With an unstable economy, corporate downsizing, and volatile worldly affairs several hotels across the country are experiencing decreases in overall revenue.
This has led to hotel operators reevaluating their expenses and areas where they can be more efficient, while at the same time, maintaining their quality of service. Several expenses are variable including rooms and marketing, while several are fixed, such as insurance and property taxes. In many cases, property taxes can be between 5% and 10% of total revenue, and can be the difference between a positive and negative net income. This article will compare property assessments and taxes for hotels in major cities in Canada.
_ _ _ _
■ SHORT PROBLEM A ■
Rescale the records that begin at the line containing "## Example: detecting smiling man" and end after the line containing "21;89;235;400", rewriting every one of those lines, requests included. Multiply each bounding-box coordinate in the answers by 0.2 and round to whole numbers, halves up, but leave the requests and their sample coordinates unchanged.

■ WORKING DATA ■
_ _ _ _
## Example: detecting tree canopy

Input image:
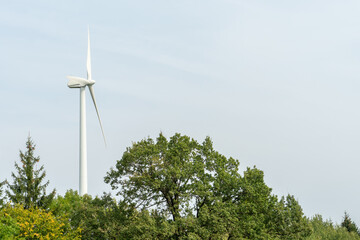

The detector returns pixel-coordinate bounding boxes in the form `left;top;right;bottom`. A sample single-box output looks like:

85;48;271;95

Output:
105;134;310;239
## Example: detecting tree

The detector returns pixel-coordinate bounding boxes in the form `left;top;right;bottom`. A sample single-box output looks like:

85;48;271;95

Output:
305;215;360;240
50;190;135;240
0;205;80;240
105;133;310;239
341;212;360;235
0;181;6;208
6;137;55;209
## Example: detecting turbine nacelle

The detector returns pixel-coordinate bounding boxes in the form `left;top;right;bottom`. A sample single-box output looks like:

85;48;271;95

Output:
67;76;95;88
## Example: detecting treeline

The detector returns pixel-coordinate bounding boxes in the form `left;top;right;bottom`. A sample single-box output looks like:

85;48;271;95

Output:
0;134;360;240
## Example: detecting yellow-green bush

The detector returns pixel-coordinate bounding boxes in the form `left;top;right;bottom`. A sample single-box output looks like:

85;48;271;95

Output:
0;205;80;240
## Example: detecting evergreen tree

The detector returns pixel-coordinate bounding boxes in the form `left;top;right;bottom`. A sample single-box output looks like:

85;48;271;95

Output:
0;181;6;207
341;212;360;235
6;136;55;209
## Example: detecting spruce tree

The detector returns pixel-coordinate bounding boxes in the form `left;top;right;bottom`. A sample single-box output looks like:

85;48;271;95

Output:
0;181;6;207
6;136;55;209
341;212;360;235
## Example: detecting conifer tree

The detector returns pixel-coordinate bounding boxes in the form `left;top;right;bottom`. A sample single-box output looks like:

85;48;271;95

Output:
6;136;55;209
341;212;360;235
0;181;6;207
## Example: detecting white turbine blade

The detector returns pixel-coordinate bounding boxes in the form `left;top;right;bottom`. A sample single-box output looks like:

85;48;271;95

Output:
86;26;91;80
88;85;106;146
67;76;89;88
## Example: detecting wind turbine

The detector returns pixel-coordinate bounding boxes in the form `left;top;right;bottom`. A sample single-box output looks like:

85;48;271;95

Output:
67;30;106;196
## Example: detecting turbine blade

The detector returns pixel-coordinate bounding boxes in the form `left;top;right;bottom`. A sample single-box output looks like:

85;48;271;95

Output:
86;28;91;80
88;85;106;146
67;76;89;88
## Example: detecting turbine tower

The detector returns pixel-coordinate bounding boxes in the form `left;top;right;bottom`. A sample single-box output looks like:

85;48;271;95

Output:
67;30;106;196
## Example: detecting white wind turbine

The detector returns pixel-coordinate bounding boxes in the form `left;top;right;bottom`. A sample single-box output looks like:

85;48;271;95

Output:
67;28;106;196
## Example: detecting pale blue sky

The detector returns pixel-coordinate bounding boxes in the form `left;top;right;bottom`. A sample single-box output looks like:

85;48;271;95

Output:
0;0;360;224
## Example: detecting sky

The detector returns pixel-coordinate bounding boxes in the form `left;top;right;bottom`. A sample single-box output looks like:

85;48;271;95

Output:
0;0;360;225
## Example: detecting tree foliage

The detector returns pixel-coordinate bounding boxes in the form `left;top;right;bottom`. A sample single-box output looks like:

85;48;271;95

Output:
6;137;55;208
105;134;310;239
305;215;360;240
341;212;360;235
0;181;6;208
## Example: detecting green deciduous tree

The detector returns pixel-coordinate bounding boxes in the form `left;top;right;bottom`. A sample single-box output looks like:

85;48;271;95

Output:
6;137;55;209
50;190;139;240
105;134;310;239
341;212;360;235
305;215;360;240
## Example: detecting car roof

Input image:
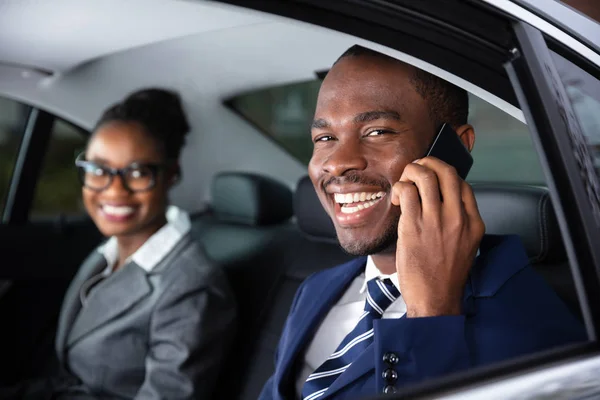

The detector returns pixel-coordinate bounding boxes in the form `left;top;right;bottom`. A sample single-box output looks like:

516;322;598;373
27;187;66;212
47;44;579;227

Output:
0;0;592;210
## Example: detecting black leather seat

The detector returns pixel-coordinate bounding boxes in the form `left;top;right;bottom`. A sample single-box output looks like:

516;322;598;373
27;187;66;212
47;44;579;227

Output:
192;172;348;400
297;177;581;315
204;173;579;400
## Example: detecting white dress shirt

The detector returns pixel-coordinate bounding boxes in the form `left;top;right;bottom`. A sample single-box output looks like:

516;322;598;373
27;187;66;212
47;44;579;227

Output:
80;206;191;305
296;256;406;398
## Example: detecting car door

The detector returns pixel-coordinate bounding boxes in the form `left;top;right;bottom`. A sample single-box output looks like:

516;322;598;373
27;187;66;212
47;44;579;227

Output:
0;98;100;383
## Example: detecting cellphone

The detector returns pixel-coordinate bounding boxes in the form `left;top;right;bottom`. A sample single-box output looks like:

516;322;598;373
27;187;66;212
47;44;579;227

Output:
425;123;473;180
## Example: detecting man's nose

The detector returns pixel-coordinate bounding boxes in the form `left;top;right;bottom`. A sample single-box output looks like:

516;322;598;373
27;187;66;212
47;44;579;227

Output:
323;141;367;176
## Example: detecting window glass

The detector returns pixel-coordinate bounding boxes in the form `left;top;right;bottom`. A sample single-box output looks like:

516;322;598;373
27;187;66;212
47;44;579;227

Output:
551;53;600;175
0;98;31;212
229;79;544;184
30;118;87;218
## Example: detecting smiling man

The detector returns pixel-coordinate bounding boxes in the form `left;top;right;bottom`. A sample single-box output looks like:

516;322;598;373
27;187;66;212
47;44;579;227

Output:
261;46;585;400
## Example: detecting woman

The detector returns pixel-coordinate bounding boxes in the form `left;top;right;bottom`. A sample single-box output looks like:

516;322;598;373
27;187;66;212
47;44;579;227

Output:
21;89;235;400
_ _ _ _
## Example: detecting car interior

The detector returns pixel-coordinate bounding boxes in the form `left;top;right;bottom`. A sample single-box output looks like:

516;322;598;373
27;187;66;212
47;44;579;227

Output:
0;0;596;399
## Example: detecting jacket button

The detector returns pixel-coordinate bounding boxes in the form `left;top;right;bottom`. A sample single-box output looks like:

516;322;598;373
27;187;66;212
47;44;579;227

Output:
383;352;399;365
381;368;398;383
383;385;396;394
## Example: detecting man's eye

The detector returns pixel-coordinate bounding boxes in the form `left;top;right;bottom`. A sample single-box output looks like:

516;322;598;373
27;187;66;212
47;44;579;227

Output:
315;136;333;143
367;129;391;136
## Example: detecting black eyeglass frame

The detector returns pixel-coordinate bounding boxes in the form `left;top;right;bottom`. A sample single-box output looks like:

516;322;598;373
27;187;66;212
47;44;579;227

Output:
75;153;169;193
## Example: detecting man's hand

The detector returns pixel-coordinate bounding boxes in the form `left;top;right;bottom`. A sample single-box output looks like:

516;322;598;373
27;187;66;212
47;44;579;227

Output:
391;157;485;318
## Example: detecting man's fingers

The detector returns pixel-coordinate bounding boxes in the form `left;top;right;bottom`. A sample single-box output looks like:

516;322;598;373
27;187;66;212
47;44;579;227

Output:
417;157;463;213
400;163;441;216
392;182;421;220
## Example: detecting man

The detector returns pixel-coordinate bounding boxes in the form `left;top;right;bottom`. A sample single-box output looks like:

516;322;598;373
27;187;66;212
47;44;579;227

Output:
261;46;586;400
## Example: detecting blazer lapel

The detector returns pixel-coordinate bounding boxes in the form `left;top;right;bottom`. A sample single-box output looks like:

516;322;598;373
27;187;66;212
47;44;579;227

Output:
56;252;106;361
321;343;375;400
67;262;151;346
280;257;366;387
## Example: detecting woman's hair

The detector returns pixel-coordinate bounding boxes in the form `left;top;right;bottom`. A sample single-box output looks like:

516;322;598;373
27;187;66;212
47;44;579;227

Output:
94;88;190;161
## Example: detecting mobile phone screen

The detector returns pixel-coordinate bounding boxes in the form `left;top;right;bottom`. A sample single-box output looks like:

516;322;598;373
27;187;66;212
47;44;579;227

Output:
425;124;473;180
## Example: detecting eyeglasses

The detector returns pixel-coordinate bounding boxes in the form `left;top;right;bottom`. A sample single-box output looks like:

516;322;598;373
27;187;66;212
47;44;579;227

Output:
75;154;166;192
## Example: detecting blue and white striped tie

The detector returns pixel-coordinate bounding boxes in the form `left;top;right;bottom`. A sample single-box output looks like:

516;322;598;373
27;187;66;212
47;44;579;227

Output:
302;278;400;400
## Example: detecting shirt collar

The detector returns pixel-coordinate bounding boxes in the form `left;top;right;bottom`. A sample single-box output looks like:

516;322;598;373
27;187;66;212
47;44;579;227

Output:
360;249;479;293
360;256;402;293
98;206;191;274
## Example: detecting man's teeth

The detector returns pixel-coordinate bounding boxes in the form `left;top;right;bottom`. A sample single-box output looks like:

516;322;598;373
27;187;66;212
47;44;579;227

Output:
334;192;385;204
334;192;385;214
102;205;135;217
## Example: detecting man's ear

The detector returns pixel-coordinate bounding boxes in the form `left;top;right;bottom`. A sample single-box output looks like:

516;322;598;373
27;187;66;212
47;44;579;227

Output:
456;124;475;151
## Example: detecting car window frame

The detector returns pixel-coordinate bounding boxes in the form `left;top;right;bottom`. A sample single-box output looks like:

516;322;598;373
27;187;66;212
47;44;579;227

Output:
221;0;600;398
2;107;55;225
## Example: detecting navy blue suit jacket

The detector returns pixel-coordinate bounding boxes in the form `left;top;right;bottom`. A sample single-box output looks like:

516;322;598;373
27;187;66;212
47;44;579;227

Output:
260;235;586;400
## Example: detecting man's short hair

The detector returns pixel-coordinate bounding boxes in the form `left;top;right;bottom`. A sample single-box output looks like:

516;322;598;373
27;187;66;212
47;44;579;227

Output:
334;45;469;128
_ _ _ _
■ SHORT PROBLEM B ■
According to the text on hotel property taxes, what share of total revenue can property taxes amount to?

■ EXERCISE SOLUTION A ■
## Example: detecting smiling man

The detector returns pixel-coordinate bounding boxes in the form `left;top;right;bottom`. A sample single-box output looks like:

516;322;598;373
27;187;66;212
47;44;579;227

Output:
52;9;117;80
## Example: detecting woman

The detector returns pixel-coordinate bounding boxes in the form `left;top;right;bottom`. A sample single-box output looks like:

516;322;598;373
27;187;66;212
47;44;579;227

Output:
4;18;47;80

■ EXERCISE SOLUTION B ■
Between 5% and 10% of total revenue.